[PROBLEM REQUIREMENTS]: Filter these entries so that only lines with the word "people" remain.

Records excerpted from a collection
=======

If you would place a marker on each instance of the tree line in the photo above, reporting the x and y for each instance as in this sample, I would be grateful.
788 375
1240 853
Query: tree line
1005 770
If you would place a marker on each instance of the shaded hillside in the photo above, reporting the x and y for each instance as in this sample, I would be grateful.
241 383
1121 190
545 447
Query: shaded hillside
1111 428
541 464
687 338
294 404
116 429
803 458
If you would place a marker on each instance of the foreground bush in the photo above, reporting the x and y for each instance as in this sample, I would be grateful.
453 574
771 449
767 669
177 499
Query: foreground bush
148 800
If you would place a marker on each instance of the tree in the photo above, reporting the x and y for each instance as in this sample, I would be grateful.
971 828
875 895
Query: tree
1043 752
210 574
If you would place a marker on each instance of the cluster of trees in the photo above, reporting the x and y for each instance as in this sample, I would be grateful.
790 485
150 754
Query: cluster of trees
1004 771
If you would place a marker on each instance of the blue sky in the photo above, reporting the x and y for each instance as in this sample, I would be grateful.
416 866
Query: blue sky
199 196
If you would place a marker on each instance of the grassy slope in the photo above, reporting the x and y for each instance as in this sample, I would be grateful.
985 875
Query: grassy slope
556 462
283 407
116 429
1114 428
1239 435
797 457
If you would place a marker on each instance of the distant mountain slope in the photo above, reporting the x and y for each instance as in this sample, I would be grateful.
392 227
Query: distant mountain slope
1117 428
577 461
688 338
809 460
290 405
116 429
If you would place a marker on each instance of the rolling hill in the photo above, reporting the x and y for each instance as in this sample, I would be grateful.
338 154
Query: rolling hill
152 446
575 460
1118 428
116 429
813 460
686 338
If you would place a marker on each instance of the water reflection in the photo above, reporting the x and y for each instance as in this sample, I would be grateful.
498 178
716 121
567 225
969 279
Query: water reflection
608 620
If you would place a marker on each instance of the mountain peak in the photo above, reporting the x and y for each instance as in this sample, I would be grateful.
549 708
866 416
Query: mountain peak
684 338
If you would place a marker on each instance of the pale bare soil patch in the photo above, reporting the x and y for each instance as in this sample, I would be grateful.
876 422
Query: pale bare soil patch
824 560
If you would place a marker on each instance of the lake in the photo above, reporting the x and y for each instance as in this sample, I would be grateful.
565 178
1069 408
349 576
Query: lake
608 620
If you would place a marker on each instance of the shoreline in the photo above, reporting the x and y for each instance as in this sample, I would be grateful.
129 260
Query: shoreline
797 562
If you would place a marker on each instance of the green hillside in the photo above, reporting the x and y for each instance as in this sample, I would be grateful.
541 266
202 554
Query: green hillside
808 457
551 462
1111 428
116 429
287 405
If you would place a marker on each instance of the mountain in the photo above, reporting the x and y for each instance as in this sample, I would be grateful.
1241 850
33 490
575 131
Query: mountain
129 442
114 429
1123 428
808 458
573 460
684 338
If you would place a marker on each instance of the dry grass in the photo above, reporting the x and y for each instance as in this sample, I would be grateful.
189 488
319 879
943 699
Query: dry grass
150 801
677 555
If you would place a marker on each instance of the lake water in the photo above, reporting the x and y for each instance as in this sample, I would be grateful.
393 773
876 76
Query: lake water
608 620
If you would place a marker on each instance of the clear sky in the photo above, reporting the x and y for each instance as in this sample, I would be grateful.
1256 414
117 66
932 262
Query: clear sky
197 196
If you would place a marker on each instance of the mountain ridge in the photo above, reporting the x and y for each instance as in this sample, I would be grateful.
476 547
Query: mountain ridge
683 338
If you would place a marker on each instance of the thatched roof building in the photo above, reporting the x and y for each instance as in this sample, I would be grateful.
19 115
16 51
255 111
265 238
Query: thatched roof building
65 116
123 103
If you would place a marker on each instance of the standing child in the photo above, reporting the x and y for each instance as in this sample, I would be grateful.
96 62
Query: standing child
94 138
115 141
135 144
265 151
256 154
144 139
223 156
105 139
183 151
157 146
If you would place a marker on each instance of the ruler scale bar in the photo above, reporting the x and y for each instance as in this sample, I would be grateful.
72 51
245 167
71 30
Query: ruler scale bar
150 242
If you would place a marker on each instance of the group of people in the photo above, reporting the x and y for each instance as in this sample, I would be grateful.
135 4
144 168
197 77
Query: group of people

=======

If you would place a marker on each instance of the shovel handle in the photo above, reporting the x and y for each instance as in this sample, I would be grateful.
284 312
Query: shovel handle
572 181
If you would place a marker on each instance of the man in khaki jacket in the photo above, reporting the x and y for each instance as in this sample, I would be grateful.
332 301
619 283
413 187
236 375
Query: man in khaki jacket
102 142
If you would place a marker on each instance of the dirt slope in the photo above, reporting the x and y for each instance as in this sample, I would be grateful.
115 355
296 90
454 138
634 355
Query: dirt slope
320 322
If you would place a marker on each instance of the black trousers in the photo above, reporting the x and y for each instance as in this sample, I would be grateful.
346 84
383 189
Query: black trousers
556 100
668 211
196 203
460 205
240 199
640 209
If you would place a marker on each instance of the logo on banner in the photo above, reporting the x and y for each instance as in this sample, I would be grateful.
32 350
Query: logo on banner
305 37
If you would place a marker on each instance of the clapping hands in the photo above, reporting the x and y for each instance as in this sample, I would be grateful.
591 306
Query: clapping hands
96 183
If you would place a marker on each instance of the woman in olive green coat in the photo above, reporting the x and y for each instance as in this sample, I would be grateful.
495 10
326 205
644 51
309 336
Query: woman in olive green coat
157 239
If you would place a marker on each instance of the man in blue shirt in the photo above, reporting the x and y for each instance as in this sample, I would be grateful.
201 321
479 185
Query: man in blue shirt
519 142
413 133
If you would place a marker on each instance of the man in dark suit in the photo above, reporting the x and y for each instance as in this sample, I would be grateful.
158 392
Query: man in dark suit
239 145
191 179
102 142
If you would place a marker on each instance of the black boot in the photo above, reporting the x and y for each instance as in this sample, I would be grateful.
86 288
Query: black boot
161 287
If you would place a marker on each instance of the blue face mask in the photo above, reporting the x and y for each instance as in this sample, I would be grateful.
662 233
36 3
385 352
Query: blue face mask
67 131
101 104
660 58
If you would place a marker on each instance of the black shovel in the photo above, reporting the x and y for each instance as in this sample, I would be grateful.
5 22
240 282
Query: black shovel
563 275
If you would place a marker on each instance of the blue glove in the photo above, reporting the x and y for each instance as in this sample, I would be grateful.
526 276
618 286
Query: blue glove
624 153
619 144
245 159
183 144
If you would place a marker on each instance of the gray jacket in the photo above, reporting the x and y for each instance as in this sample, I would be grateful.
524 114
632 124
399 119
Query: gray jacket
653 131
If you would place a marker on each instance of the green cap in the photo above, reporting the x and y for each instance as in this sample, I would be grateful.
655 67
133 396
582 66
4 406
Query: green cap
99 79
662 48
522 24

=======

[TASK OUTPUT]:
If you would place a marker on each instance of the group of people in the photo above, reporting the x and y for each instance as in this sample, I would be grateful.
Query: group of people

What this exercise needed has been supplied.